Coordinate annotation records

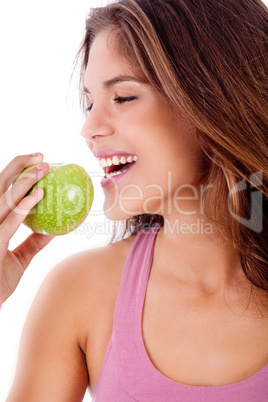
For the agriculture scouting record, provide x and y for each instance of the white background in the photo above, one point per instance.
(39, 112)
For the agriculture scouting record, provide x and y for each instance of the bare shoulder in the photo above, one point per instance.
(83, 288)
(87, 273)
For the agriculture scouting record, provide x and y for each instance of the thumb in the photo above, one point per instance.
(30, 247)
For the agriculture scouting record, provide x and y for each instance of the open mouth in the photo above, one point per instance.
(117, 164)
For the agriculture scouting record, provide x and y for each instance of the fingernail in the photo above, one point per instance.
(41, 166)
(38, 192)
(36, 154)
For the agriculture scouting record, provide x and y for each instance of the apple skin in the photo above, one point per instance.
(67, 200)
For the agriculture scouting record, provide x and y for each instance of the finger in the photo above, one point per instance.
(15, 167)
(15, 218)
(14, 195)
(30, 247)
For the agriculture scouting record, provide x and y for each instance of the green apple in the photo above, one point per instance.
(67, 200)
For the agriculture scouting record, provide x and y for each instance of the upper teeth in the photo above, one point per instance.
(117, 160)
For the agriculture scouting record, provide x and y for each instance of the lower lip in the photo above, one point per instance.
(109, 181)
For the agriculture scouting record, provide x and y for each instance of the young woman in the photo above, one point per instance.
(176, 94)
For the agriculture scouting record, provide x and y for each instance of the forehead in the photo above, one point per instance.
(105, 61)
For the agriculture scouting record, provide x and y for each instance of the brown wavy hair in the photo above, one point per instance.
(210, 60)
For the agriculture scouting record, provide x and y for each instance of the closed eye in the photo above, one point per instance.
(118, 99)
(123, 99)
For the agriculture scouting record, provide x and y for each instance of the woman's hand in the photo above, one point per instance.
(14, 206)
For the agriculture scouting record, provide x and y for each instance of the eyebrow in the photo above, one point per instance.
(121, 78)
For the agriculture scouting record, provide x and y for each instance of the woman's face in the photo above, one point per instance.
(128, 118)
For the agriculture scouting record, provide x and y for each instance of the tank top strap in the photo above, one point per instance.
(134, 280)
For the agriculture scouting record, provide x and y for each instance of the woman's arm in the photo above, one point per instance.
(51, 365)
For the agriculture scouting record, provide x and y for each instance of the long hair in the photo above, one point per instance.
(210, 60)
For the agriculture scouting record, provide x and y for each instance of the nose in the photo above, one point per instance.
(97, 125)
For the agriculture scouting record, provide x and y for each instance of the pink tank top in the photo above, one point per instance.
(127, 373)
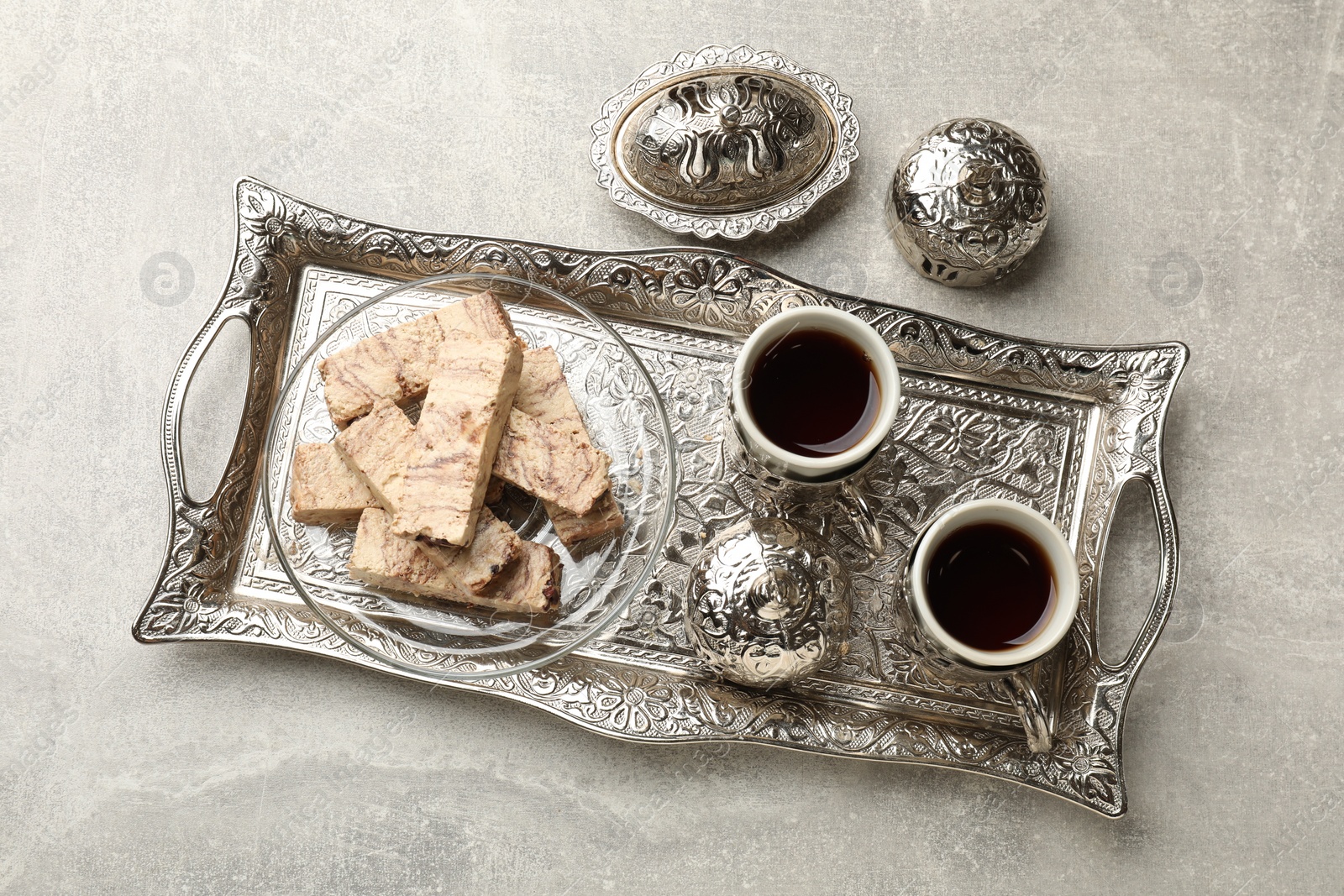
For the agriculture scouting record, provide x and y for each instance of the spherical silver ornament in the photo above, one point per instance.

*WHAT IS EXPECTED*.
Copy every line of the material above word for word, leaving out the pictures.

*REPLY TO THE TASK*.
For the agriculture scouting record, provide x and y for each instance of the white background in the photo above, one point per instance.
(39, 112)
For the agriculture scouting record, provide x and y for each instance of the bare shoulder in the photo above, one point per instance.
(83, 288)
(87, 273)
For the agriculture scouting record, provide x and y for each instance of the thumb in the photo above, one point per instance.
(30, 247)
For the agriculture scouting record, provide x and y for each instance of the open mouth in the photo above, one point per instance.
(117, 164)
For the agriculture scouting record, provide x and y for each instance of the fingernail in the photo above, one point per instance.
(41, 166)
(38, 192)
(36, 154)
For the agriculture scouting record, provide x and y for each instance of the apple skin in the photo above, one point per instance.
(67, 200)
For the agriculture scouting record, provide x and y for each instance of the finger in the photo above, one point per instance.
(15, 167)
(15, 218)
(14, 195)
(30, 247)
For the agriculture scouting record, provide x and y for each instance of the green apple in the photo above, one point per instance.
(67, 200)
For the agriculture scouting record, provide x and y for each instance of the upper teeth in the photo above, one point per instance.
(117, 160)
For the agriculture scouting record, provide x and y for each instance of the lower lip in the photo above, one point per instance.
(109, 181)
For the agriculture scouting record, provide x and y for each instance of the young woman in the photo above, one point per instance.
(176, 94)
For the agriculture scouting record, provide x and y for each instance of the forehead in the photo above, one point per instance.
(105, 61)
For the agriculture scouting record, provide x and y for each instance of the brown wavy hair in the photo above, one point per instance.
(210, 60)
For the agriculture scouting record, provide x and y for each instance of the closed eye in the photo above, one point per instance.
(118, 99)
(123, 99)
For the agriculture scouting record, provide x and y for each instance of the woman's hand in the photo above, one point per instance.
(14, 206)
For the agriculture scouting record, provide x and y for each instance of the eyebrow in the photo above, one point per instance.
(121, 78)
For the agriculture scouting record, provide x and y for each instance of the woman's face in the photo above, one point per instance.
(128, 118)
For the agriculture scouting record, provide x and y for each instance of the tank top strap in the photo above, one point per instance.
(134, 280)
For the agriculture scouting record, provide x and y for each instance of the woman's arm in the photo above, one point per instance.
(51, 365)
For the agriculture scouting record, provide x and y for each instance of the long hair in the photo above, one point per instance.
(210, 60)
For the agriculture scouting record, provide x and y for each instance of the nose in the photo above, one point per instance.
(97, 125)
For the agriculture scouting record, provide x and y for each instance of the pink tank top in the photo above, one point per instance.
(127, 373)
For the agriculture scouting record, provide x and y for each instance of the spherical silver ornament in the photo above, one point per instance.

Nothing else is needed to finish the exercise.